(Entries from a pointing dataset)

╭──

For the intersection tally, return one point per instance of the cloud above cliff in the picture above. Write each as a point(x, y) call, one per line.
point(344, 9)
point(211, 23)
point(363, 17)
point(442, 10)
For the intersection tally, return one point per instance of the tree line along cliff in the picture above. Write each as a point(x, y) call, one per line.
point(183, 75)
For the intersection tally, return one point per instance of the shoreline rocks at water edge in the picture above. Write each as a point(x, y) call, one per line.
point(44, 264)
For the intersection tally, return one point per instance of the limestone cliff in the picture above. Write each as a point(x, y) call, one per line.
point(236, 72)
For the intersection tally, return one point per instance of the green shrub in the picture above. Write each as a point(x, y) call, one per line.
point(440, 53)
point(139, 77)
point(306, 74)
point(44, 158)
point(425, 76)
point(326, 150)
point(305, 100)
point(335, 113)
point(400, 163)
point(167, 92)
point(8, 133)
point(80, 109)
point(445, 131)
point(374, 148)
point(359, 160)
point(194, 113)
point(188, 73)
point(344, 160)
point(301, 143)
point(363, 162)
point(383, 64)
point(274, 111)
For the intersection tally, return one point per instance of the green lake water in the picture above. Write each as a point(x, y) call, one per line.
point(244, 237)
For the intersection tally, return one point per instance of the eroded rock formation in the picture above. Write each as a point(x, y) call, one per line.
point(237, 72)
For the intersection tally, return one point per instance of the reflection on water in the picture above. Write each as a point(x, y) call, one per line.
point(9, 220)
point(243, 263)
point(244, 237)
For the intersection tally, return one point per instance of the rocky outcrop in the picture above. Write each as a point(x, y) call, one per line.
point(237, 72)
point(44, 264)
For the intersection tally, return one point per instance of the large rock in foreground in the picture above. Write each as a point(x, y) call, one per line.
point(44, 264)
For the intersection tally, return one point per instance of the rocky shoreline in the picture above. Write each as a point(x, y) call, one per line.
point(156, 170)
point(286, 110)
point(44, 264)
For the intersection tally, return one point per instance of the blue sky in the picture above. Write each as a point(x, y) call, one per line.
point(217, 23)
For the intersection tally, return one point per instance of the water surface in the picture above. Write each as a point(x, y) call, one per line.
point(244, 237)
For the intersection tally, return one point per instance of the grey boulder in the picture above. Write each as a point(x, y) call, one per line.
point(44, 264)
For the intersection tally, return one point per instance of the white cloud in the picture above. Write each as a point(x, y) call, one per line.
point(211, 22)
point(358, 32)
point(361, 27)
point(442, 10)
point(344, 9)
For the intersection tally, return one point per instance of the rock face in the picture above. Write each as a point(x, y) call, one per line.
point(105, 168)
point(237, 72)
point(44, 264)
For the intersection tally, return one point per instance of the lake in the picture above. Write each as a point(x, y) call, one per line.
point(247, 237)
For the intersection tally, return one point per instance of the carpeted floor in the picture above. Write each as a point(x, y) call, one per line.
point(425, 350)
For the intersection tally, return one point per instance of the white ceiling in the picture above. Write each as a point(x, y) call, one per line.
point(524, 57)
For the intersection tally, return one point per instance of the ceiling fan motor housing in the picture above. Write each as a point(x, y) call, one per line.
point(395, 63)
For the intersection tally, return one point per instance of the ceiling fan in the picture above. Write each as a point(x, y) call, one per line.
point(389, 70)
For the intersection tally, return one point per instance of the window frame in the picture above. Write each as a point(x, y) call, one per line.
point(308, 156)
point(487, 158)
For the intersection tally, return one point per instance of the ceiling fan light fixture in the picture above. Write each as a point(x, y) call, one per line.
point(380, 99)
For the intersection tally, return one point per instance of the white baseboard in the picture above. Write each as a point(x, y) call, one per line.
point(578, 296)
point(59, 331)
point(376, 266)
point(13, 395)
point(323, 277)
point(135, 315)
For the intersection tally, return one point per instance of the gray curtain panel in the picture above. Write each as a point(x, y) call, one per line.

╰──

Set problem:
Update the lines above so that each "intersection tally" becomes "crossing count", keeping every other word unchanged.

Exercise response:
For the crossing count, return one point per instance of the cloud above cliff in the picture above. Write each as a point(x, y) call, one per line.
point(344, 9)
point(211, 23)
point(363, 17)
point(442, 10)
For the crossing count, return one point per instance of the tree line along cliff in the picture above. Write each as a point(x, y) call, one per line.
point(183, 75)
For the crossing count, return one point per instance of the shoreline rocks at water edge in the picture above. Write each as a point(x, y) call, one per line.
point(44, 264)
For the crossing count, return one point per instance of the limestone cliff in the picture above. Write each as a point(x, y) call, one per line.
point(236, 72)
For the crossing count, return one point per instance of the green shrub in the picture above. Write each as a point(x, y) call, one per line.
point(440, 53)
point(139, 77)
point(306, 74)
point(44, 158)
point(425, 76)
point(326, 150)
point(305, 100)
point(335, 113)
point(400, 163)
point(167, 92)
point(8, 133)
point(80, 109)
point(445, 131)
point(374, 148)
point(359, 160)
point(194, 113)
point(188, 73)
point(344, 160)
point(301, 143)
point(363, 162)
point(383, 64)
point(274, 111)
For the crossing count, return one point per instance of the green lake water in the picture above. Write each as a point(x, y) call, one per line.
point(244, 237)
For the crossing count, return one point per instance of the eroded rock formation in the picture above. Write each as a point(x, y) call, one per line.
point(237, 72)
For the crossing count, return one point per instance of the reflection on water in the picture above. Write each as a point(x, y) call, one per line.
point(9, 220)
point(243, 263)
point(244, 237)
For the crossing count, return one point per instance of the rocky outcrop in the picture above. Write each as a point(x, y) call, one per line.
point(237, 72)
point(44, 264)
For the crossing count, return one point per instance of the large rock in foreground in the picture above. Write each as a point(x, y) call, one per line.
point(44, 264)
For the crossing count, return one point per instance of the rocky shoreline in the picture above. Write each as a point(x, y) call, one per line.
point(156, 170)
point(286, 110)
point(44, 264)
For the crossing count, return one point per instance of the blue sky in the picture above. Write each as a point(x, y) call, one per line.
point(217, 23)
For the crossing count, return one point per instance of the water surface in the picture above. Write each as a point(x, y) call, one per line.
point(244, 237)
For the crossing count, return one point per instance of the grey boulder in the picture above. Write each as a point(x, y) call, one per line.
point(44, 264)
For the crossing count, return one point per instance of the white cloud in the picture above. Write each as a point(x, y) call, one per line.
point(211, 22)
point(358, 32)
point(361, 27)
point(442, 10)
point(344, 9)
For the crossing count, return one point per instance of the rock face in the picture above. Write each as a point(x, y) call, one per line.
point(105, 168)
point(237, 72)
point(44, 264)
For the crossing count, return one point per instance of the lake in the picture above. Write each as a point(x, y) call, one per line.
point(247, 237)
For the crossing count, return one point per instance of the carpeted floor in the picture above. Write each as a point(x, y) call, one per line.
point(425, 350)
For the crossing count, return one point per instance of the white ceiling in the picture above. Write each as a point(x, y) call, one per line.
point(524, 57)
For the crossing count, return one point per instance of the ceiling fan motor housing in the picture above. Write each as a point(x, y) call, one per line.
point(395, 63)
For the crossing count, return one point per instance of the ceiling fan in the picture above. Write each as a point(x, y) call, one per line.
point(389, 70)
For the crossing count, return one point per instance of the window frame in the picture above. Write each as a point(x, y) call, one per line.
point(308, 156)
point(487, 158)
For the crossing count, return one point per instance of the ceiling fan light fixture in the picture above. Write each as a point(x, y) call, one per line.
point(380, 99)
For the crossing count, return one point per instance of the white baseboard in the picture above. Write each as a point(x, y) call, one per line.
point(578, 296)
point(59, 331)
point(376, 266)
point(13, 395)
point(323, 277)
point(135, 315)
For the crossing count, return one point per instance of the gray curtain panel in the picture above. Write each as a point(x, y) call, one per line.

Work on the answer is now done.